Objective
Restate each line of the listing exactly, without carrying over any pictures.

Data for processing
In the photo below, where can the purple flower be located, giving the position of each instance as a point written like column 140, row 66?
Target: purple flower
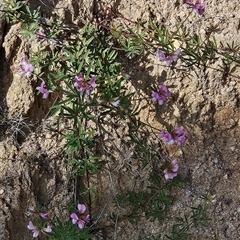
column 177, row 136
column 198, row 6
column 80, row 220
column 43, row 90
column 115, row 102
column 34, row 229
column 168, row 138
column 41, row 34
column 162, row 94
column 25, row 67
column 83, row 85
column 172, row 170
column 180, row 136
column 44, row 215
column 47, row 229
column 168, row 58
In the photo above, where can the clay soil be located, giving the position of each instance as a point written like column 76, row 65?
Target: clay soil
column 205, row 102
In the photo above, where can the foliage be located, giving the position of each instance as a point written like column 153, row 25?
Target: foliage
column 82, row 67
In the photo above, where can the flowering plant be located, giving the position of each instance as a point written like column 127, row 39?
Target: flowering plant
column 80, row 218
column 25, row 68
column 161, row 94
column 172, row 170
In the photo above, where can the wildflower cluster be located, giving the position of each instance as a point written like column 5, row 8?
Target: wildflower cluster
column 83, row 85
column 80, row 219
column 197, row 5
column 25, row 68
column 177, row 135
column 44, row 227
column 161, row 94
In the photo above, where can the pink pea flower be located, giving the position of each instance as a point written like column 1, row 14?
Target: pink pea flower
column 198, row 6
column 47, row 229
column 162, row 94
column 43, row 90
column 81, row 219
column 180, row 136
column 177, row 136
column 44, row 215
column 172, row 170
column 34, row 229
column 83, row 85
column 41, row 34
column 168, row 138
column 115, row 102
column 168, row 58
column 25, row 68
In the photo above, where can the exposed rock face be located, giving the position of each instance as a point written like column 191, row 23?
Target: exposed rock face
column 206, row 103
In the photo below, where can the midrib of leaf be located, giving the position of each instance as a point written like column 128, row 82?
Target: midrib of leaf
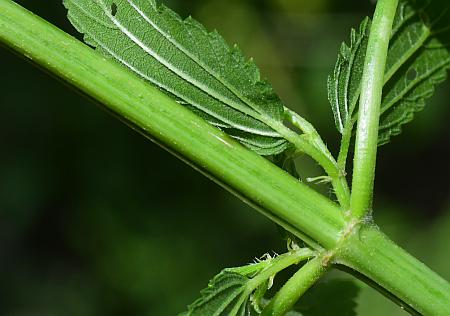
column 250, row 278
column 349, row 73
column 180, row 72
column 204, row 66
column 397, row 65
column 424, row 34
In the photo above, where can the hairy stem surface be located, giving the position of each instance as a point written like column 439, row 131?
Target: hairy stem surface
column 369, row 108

The completed task
In the photo below, where can the purple flower be located, giving the position of each instance as a point written like column 140, row 66?
Target: purple flower
column 177, row 136
column 198, row 6
column 80, row 220
column 43, row 90
column 115, row 102
column 34, row 229
column 168, row 138
column 41, row 34
column 162, row 94
column 25, row 67
column 83, row 85
column 172, row 170
column 180, row 136
column 44, row 215
column 47, row 229
column 168, row 58
In the photo above, where can the clay soil be located, giving the position of each instance as a point written like column 76, row 65?
Target: clay soil
column 205, row 102
In the photo above, where can the foliage be located, giving the position of each instance as a point written like column 153, row 25?
Target: foliage
column 82, row 67
In the photo above, where can the flowering plant be located, giving the position of each instance as a point written like column 127, row 39?
Target: flowering plant
column 80, row 218
column 25, row 68
column 161, row 94
column 172, row 170
In the photo above, where can the wildflower cluster be located, giving the position of each instance as a point written like column 5, row 8?
Target: wildflower cluster
column 83, row 85
column 80, row 219
column 197, row 5
column 25, row 68
column 177, row 135
column 44, row 227
column 161, row 94
In the photo above, where can the pink pea flower be located, giving the position of each instance as a point written like column 1, row 14?
Target: pink pea flower
column 198, row 6
column 47, row 229
column 162, row 94
column 43, row 90
column 81, row 219
column 180, row 136
column 177, row 136
column 44, row 215
column 172, row 170
column 34, row 229
column 83, row 85
column 41, row 34
column 168, row 138
column 115, row 102
column 168, row 58
column 25, row 68
In the photo above, where can the exposed rock face be located, giving the position of each instance as a point written like column 191, row 23?
Target: exposed rock face
column 206, row 103
In the photo below, where can the midrib of leaf be located, giving the position of each instance as a point written like column 128, row 82?
Target: midrib of leaf
column 250, row 278
column 349, row 73
column 180, row 72
column 204, row 66
column 397, row 65
column 424, row 34
In the photo above, where can the hairy stem surface be located, giving the position of each instance as a point written like column 439, row 131?
Target: hairy stem surface
column 369, row 108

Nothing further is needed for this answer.